> TASK GOAL
Print the data below exactly as it stands, and keep the pictures out.

> ENTRIES SUPPLIED
BEGIN
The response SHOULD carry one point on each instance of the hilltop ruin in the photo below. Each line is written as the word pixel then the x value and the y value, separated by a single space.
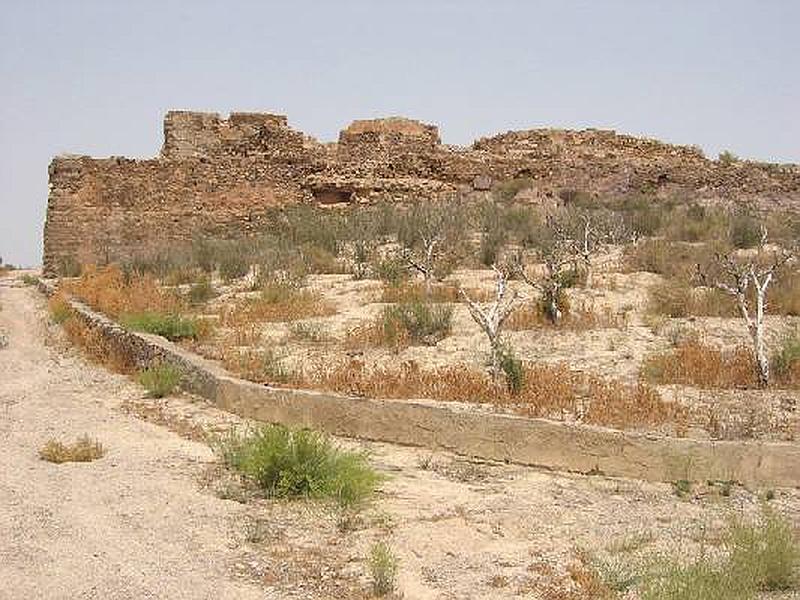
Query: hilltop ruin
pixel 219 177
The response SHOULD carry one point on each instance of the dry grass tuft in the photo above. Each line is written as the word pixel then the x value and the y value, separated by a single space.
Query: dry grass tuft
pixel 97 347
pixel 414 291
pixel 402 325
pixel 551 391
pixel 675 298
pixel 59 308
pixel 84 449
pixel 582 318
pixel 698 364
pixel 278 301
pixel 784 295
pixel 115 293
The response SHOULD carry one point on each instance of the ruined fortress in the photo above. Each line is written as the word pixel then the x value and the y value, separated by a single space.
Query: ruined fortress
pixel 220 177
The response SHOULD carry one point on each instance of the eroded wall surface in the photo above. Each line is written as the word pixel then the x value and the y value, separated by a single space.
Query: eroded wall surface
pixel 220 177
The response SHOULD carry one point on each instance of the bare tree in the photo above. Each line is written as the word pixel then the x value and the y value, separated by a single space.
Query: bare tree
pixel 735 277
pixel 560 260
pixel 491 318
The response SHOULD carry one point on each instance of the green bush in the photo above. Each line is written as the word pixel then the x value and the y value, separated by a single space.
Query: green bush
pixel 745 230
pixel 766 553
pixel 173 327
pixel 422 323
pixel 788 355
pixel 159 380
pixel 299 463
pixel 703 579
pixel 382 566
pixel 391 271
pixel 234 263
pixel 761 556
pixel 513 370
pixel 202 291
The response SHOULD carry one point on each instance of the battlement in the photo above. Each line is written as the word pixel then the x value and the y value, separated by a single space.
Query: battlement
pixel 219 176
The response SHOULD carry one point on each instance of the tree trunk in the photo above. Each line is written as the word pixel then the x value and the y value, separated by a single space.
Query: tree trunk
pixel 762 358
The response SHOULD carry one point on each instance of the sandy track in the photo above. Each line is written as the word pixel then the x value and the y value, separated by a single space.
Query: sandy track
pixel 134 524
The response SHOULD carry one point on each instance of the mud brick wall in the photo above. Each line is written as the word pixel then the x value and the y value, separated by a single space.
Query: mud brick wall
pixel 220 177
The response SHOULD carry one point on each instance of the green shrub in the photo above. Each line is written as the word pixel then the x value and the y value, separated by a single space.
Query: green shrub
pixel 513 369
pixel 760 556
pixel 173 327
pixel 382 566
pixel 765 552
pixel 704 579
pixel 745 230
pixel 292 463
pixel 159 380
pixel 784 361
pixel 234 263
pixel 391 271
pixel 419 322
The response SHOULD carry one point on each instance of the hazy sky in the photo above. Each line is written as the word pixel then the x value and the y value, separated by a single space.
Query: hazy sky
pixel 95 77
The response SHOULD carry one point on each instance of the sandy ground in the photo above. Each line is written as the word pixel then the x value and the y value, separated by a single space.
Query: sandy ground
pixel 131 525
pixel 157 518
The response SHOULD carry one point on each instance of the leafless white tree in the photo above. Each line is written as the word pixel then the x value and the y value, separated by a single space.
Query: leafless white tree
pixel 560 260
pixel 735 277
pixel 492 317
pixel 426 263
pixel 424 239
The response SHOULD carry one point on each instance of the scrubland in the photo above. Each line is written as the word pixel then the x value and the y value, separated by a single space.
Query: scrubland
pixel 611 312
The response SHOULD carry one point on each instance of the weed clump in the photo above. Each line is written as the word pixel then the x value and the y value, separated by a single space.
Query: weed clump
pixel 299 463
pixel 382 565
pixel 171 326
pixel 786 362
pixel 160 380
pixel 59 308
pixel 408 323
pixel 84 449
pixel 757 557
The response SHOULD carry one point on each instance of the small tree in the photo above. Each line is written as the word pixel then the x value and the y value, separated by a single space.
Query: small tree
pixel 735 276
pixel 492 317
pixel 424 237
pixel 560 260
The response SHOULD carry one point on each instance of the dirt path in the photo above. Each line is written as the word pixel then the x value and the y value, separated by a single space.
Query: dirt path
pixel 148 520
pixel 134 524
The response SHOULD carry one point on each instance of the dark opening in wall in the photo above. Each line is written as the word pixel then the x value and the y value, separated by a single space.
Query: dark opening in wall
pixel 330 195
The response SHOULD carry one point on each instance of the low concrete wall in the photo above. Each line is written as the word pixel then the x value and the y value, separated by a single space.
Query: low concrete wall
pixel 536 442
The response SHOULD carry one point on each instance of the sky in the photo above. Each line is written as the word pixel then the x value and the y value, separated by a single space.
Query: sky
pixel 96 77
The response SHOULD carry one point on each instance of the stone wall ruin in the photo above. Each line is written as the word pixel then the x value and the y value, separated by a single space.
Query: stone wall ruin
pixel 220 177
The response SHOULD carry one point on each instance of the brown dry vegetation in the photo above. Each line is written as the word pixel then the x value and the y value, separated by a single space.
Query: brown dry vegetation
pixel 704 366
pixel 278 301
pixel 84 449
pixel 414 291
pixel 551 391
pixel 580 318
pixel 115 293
END
> RESPONSE AREA
The response SHOULD carry one point on each instance of the hilltop ruin in the photo below. Each line is written as the word pixel then the x value and the y value, separated by a single space.
Query: hilltop ruin
pixel 219 177
The response SHOULD carry one point on each instance of the dry grass tuft in the photo above. Each line is written as the word pixel then the x value and the y value, separated by a single space.
Query: dry grass tuft
pixel 97 347
pixel 414 291
pixel 402 325
pixel 551 391
pixel 675 298
pixel 59 308
pixel 84 449
pixel 582 318
pixel 698 364
pixel 278 301
pixel 784 295
pixel 115 293
The response SHOULD carry one point on each instance of the ruined fortress in the photo above. Each line is written as the word pixel then the x value and the y value, separated by a single space.
Query: ruined fortress
pixel 220 177
The response SHOULD carry one point on each instance of the eroded wall surface in the photo above. Each line is written as the word pixel then the x value and the y value, separated by a single space.
Query: eroded wall surface
pixel 220 177
The response SHOULD carry one point on each instance of the bare tree in the photo above. Each line is written as the word pixel then the x value and the y value, separated by a single space.
Query: bare tree
pixel 735 277
pixel 560 260
pixel 491 318
The response SHOULD carry one point on each instance of the green bush in the photo above. Each line is written as the word pixel then the x value and the y value, separated by a single space.
Query: green bush
pixel 745 230
pixel 766 553
pixel 173 327
pixel 422 323
pixel 788 355
pixel 159 380
pixel 299 463
pixel 703 579
pixel 382 566
pixel 391 271
pixel 234 263
pixel 761 556
pixel 513 370
pixel 202 291
The response SHOULD carry one point on each instance of the battlement in the photo above. Each line is written as the word pixel then the x value and the y value, separated by a single space.
Query: battlement
pixel 219 176
The response SHOULD carry one point on each instance of the tree trunk in the photo above. Each line is written as the word pixel then the x value and the y value, separated by a single space.
Query: tree trunk
pixel 762 358
The response SHOULD carry one point on each instance of the sandy track in the photo above. Each line is written as the word pixel then the x value and the y value, separated by a single space.
Query: sandy track
pixel 134 524
The response SHOULD carry one point on each instance of the mud brick wall in the photo above. Each line is written as the word pixel then the x value and the y value, separated by a single space.
Query: mud brick wall
pixel 220 177
The response SHOULD carry one point on each instance of the green shrub in the photo above. Each line is written as the word pixel then the x value and the y value, separated by a single space.
Query: green shrub
pixel 513 369
pixel 760 556
pixel 173 327
pixel 382 566
pixel 765 552
pixel 704 579
pixel 745 230
pixel 292 463
pixel 159 380
pixel 784 361
pixel 234 263
pixel 391 271
pixel 419 322
The response SHOULD carry one point on each instance of the hazy sky in the photo above. Each line is written as the word pixel then the x value and the y value, separated by a single space.
Query: hazy sky
pixel 95 77
The response SHOULD carry one point on each instance of the sandy ground in the photo above. Each line is written as the word pixel then the x value and the y value, separated by a single space.
Query: sandy ground
pixel 131 525
pixel 157 518
The response SHOULD carry one point on each instance of the leafless white tree in the photo above. Each line is written as the word pixel then the x value and the y value, separated by a single space.
Query: leafless white tree
pixel 560 260
pixel 735 277
pixel 492 317
pixel 426 263
pixel 424 239
The response SHOULD carry one point on each instance of the scrubland in the photo above. Each line is written as the word pixel then the x value and the y value, separated by a single space.
Query: scrubland
pixel 611 312
The response SHOULD carry one point on each instance of the weed clump in the photo above. Each line is written as the word pixel then the x value and the y value, separated by a single space.
Query: weed clump
pixel 299 463
pixel 382 565
pixel 171 326
pixel 786 362
pixel 160 380
pixel 59 308
pixel 408 323
pixel 84 449
pixel 757 557
The response SHOULD carry one point on each instance of the small tree in the photo above. Each line is written as the word pixel then the x value and the y value, separated by a single space.
Query: small tree
pixel 735 276
pixel 492 317
pixel 424 237
pixel 560 260
The response SHOULD carry one point on each instance of the dirt path in the photo above. Each line is written as the word pixel then the x value and the y value, separated by a single space.
Query: dirt path
pixel 148 520
pixel 134 524
The response SHOULD carry one point on each instance of the dark opening in wall in the photo above. Each line is written as the word pixel then the x value and the y value, separated by a single space.
Query: dark opening in wall
pixel 330 195
The response SHOULD carry one point on each instance of the low concrete wall in the photo above. Each line is written as the word pixel then the x value and the y value, separated by a single space.
Query: low concrete wall
pixel 536 442
The response SHOULD carry one point on each instance of the sky in the photo above. Each line is written as the word pixel then the x value and the y value, separated by a single space.
Query: sky
pixel 96 77
The response SHOULD carry one point on each instance of the stone wall ruin in the photo above. Each line is written as the word pixel then the x value and the y value, separated by a single space.
Query: stone wall ruin
pixel 220 177
The response SHOULD carry one point on each instance of the brown dry vegetation in the photo above. Each line is written as the word pixel then the x value and the y value, separated by a single space.
Query: brown dry vegetation
pixel 704 366
pixel 278 301
pixel 84 449
pixel 414 291
pixel 551 391
pixel 580 318
pixel 115 293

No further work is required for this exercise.